> WHAT YOU WILL DO
Each entry below should be written out exactly as it is, with no pictures.

- - -

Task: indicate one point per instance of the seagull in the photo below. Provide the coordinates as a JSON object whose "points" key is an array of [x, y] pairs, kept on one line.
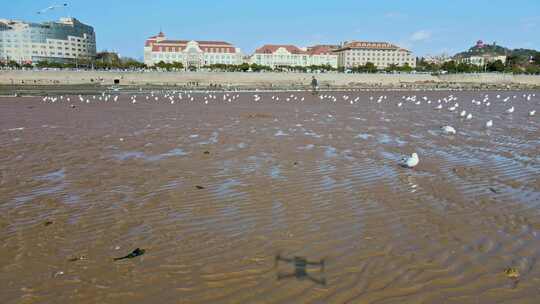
{"points": [[411, 161], [448, 130]]}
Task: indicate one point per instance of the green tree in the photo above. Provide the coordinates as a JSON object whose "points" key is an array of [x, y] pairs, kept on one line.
{"points": [[406, 68], [536, 58], [449, 66], [532, 69], [370, 67], [496, 66], [13, 64]]}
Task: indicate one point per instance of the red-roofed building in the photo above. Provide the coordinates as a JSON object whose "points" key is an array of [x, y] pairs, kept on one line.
{"points": [[290, 55], [382, 54], [190, 52]]}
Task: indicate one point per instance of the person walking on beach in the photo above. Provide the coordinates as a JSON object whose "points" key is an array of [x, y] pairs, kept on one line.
{"points": [[314, 85]]}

- - -

> FINAL RESULT
Task: indicate one point per instance of the seagull in the photo below. Provide the coordinates as a JSON object whose "points" key is an array of [x, y] pairs, kept on one line.
{"points": [[411, 161], [448, 130]]}
Task: indicate one point per instance of the green tree in the photo above. Provide the coordinates as a JSON object whose "points" key is an array of [x, y] pairs, kept on one line.
{"points": [[406, 68], [536, 58], [449, 66], [532, 69], [370, 67], [496, 66], [13, 64]]}
Task: indicate one point per instance of the red-roofed building in the photo above. Provide the coordinates as a JSON object whose "points" key is an array of [x, y] pairs, kept on one line.
{"points": [[290, 55], [382, 54], [190, 52]]}
Task: indicate one point per instance of the person walking on beach in the photo above. Provide the coordinates as a JSON object whose "points" key is an array of [x, y] pairs, kept on one line.
{"points": [[314, 85]]}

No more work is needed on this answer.